>>>>

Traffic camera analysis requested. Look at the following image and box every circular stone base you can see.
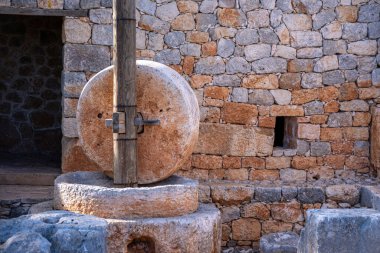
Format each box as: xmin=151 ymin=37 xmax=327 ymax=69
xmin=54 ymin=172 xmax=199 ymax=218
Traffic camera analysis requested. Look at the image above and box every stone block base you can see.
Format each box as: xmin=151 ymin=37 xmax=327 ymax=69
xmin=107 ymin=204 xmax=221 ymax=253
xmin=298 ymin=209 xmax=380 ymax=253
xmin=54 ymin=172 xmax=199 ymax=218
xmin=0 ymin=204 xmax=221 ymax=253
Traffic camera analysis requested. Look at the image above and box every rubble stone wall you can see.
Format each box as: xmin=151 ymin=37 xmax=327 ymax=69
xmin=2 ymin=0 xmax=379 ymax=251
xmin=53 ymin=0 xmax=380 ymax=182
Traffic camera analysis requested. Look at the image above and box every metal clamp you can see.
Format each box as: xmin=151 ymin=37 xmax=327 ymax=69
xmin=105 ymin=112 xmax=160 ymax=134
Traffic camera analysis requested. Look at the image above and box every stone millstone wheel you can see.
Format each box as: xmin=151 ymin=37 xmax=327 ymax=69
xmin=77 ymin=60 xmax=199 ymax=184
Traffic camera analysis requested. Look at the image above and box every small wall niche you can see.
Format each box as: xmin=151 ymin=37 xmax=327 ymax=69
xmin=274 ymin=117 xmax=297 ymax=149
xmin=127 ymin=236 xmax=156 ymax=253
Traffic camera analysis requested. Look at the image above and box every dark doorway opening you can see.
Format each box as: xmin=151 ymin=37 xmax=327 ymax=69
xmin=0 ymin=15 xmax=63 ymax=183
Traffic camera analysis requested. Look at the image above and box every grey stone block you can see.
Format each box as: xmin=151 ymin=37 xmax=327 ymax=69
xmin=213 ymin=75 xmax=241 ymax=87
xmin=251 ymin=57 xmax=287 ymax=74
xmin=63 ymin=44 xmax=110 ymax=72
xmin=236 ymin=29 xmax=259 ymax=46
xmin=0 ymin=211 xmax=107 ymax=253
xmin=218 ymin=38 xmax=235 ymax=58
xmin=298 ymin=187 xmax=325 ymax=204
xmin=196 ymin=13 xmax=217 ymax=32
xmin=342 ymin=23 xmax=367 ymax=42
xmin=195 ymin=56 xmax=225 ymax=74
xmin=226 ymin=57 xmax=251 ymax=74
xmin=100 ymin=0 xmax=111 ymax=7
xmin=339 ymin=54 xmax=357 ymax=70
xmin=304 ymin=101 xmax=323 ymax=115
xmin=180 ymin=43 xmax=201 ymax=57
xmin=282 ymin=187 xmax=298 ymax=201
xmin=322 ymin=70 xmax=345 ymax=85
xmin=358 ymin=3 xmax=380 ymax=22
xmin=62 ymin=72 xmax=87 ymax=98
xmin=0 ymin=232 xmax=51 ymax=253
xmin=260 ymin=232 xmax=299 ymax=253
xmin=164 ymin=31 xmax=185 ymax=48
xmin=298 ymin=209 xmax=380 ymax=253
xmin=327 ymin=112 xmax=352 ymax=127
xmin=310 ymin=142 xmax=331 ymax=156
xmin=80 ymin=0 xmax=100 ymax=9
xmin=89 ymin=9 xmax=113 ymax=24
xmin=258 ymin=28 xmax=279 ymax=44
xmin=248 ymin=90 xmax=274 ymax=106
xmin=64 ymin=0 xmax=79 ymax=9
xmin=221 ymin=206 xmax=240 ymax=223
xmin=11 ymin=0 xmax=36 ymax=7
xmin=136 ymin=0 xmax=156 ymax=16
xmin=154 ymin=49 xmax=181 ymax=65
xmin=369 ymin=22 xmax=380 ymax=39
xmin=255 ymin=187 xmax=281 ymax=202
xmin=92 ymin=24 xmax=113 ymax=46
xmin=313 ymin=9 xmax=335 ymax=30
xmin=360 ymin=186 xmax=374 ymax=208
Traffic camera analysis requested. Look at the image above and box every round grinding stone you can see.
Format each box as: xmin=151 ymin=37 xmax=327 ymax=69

<<<<

PROBLEM -> Repeat, exactly and in full, all records above, but include no pictures.

ANSWER TO THE PROBLEM ->
Traffic camera analysis requested. Look at the following image and box every circular stone base you can see.
Format each box as: xmin=151 ymin=37 xmax=327 ymax=69
xmin=54 ymin=172 xmax=199 ymax=218
Traffic camera analysis requested. Look at the image above and box every stone block base you can see.
Format each box as: xmin=151 ymin=37 xmax=327 ymax=69
xmin=107 ymin=204 xmax=221 ymax=253
xmin=298 ymin=209 xmax=380 ymax=253
xmin=54 ymin=172 xmax=199 ymax=218
xmin=0 ymin=204 xmax=221 ymax=253
Traffic camera analysis requested. Look at the image above and box every rubble stone wall you can see.
Format each box as: xmin=151 ymin=37 xmax=327 ymax=69
xmin=2 ymin=0 xmax=379 ymax=251
xmin=53 ymin=0 xmax=380 ymax=182
Traffic camera analysis requested. Look at the image above and box every metal clamp you can see.
Format each box as: xmin=151 ymin=37 xmax=327 ymax=69
xmin=105 ymin=112 xmax=160 ymax=134
Traffic camera analysis requested. Look at the image above and box every stone millstone wheel you can see.
Format each box as: xmin=151 ymin=37 xmax=327 ymax=69
xmin=77 ymin=60 xmax=199 ymax=184
Traffic camera analysis requested. Look at the image above and box every small wall niche you can see.
Format each box as: xmin=151 ymin=37 xmax=327 ymax=69
xmin=274 ymin=117 xmax=297 ymax=149
xmin=127 ymin=236 xmax=156 ymax=253
Traffic camera analysis requested. Look at the image above and box every dark doorway opening you can see.
Format each box as: xmin=151 ymin=37 xmax=327 ymax=69
xmin=0 ymin=15 xmax=63 ymax=183
Traffic camera analysis requested. Look at the image above and box every grey stone block you can see.
Format each box as: xmin=151 ymin=37 xmax=327 ymax=69
xmin=213 ymin=75 xmax=241 ymax=87
xmin=251 ymin=57 xmax=287 ymax=74
xmin=63 ymin=44 xmax=110 ymax=72
xmin=236 ymin=29 xmax=259 ymax=46
xmin=0 ymin=211 xmax=107 ymax=253
xmin=218 ymin=38 xmax=235 ymax=58
xmin=298 ymin=187 xmax=325 ymax=204
xmin=196 ymin=13 xmax=217 ymax=32
xmin=342 ymin=23 xmax=367 ymax=42
xmin=195 ymin=56 xmax=225 ymax=74
xmin=226 ymin=57 xmax=251 ymax=74
xmin=100 ymin=0 xmax=111 ymax=7
xmin=339 ymin=54 xmax=357 ymax=70
xmin=304 ymin=101 xmax=323 ymax=115
xmin=180 ymin=43 xmax=201 ymax=57
xmin=282 ymin=187 xmax=298 ymax=201
xmin=322 ymin=70 xmax=345 ymax=85
xmin=358 ymin=3 xmax=380 ymax=22
xmin=62 ymin=72 xmax=87 ymax=98
xmin=0 ymin=232 xmax=51 ymax=253
xmin=260 ymin=232 xmax=299 ymax=253
xmin=164 ymin=31 xmax=185 ymax=48
xmin=298 ymin=209 xmax=380 ymax=253
xmin=327 ymin=112 xmax=352 ymax=127
xmin=310 ymin=142 xmax=331 ymax=156
xmin=80 ymin=0 xmax=100 ymax=9
xmin=89 ymin=9 xmax=113 ymax=24
xmin=258 ymin=28 xmax=279 ymax=44
xmin=248 ymin=90 xmax=274 ymax=106
xmin=64 ymin=0 xmax=79 ymax=9
xmin=221 ymin=206 xmax=240 ymax=223
xmin=11 ymin=0 xmax=36 ymax=7
xmin=136 ymin=0 xmax=156 ymax=16
xmin=154 ymin=49 xmax=181 ymax=65
xmin=369 ymin=22 xmax=380 ymax=39
xmin=255 ymin=187 xmax=281 ymax=202
xmin=92 ymin=24 xmax=113 ymax=46
xmin=313 ymin=9 xmax=335 ymax=30
xmin=360 ymin=186 xmax=374 ymax=208
Traffic camera analysis requested. Look at the image above and box every round grinding stone you can see.
Format each box as: xmin=151 ymin=37 xmax=327 ymax=69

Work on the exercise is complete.